The history and testing of vaccinations
The COVID-19 vaccine was approved in late 2020. Now, 15 months after the first confirmed case of the coronavirus disease in the UK, a BBC article recently stated that nearly two thirds of the UK adult population have been vaccinated (approximately 34 million people).
But, what do we know about vaccinations and how have they developed over time?
What are they? A simplistic definition of the word ‘vaccination’ is an injection that stops you getting an illness. World Health Organization (WHO) states that vaccines save millions of lives each year and they work by training and preparing the body’s natural defences – the immune system – to recognise and fight off the viruses and bacteria they target. Following a vaccine (which typically contains a severely weakened virus or inactive parts), the immune system responds to the germs and creates antibodies so that if the body is exposed to the same germs in the future, it can protect itself.

▸ **Check your understanding**
A – Write out the stretch of the vaccination passage from "The history and" through "developed over time?".
B – According to the vaccination passage, about how many people in the UK had been vaccinated when the BBC article appeared?
C – Using the vaccination passage, explain in one to three sentences why the immune system creates antibodies after a vaccine.

▸ **Excerpted records**
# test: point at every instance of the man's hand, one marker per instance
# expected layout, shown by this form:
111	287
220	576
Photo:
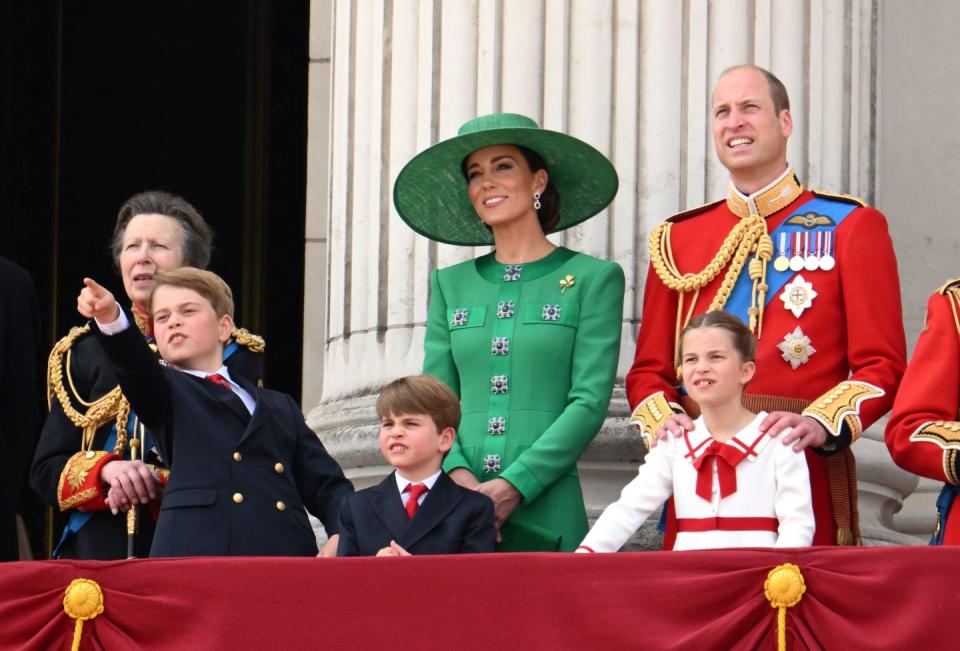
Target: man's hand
96	302
505	498
130	482
673	426
329	549
393	550
806	433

▸ **Answer section**
A –
The history and testing of vaccinations
The COVID-19 vaccine was approved in late 2020. Now, 15 months after the first confirmed case of the coronavirus disease in the UK, a BBC article recently stated that nearly two thirds of the UK adult population have been vaccinated (approximately 34 million people).
But, what do we know about vaccinations and how have they developed over time?

B – Approximately 34 million people, nearly two thirds of the UK adult population.

C – A vaccine typically contains a severely weakened virus or inactive parts, and the immune system responds to these germs by creating antibodies. It does this so that if the body is exposed to the same germs in the future, it can protect itself.